Task objective
Output the records below as a two-column CSV with the header input,output and one row per record. Put each record's text in input and its answer in output, each in a single quoted field with line breaks replaced by spaces, and leave out the pictures.

── Supplied records ──

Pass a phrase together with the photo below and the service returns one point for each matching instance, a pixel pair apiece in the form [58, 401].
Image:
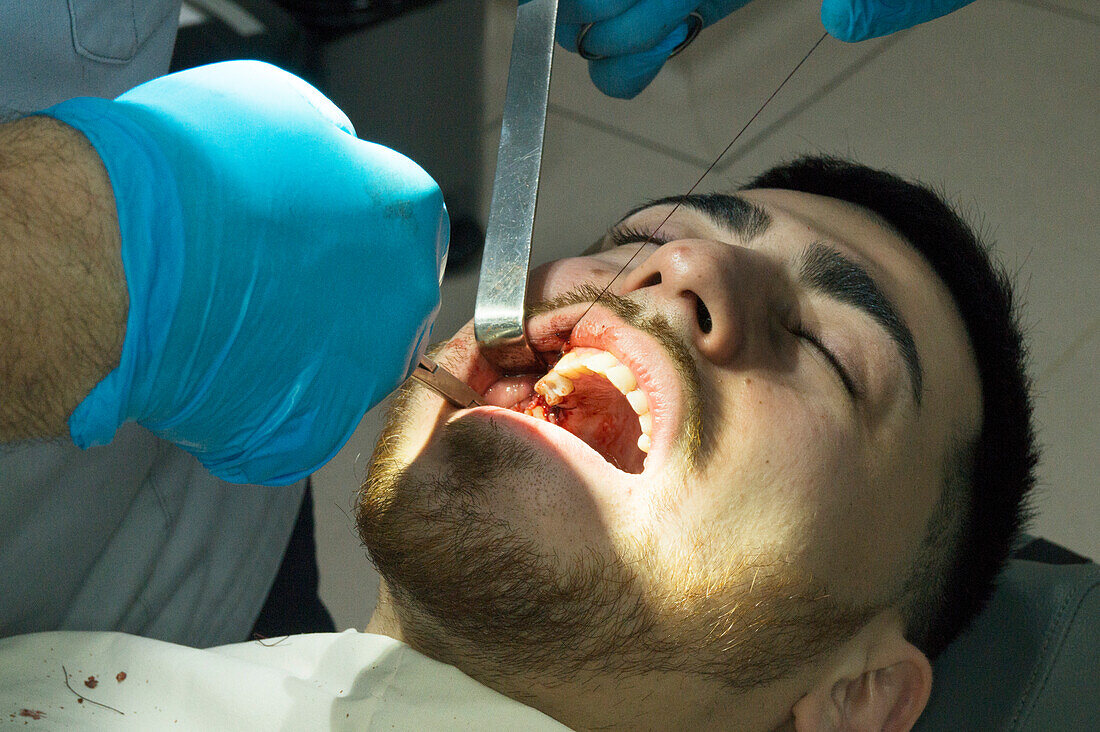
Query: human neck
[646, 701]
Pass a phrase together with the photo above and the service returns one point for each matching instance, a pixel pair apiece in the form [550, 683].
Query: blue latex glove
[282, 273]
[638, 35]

───

Correct output
input,output
"Pass a phrase together with the photo below and the service returns one point for each matching instance, a pixel pair apiece in the form [58, 401]. Image: Query: human neck","[646, 701]"
"Pass a phrase together with the photo above and the service returns one point for each matching instance, a pixel pair apiece in the form [550, 683]. Query: blue latex glove","[282, 273] [638, 35]"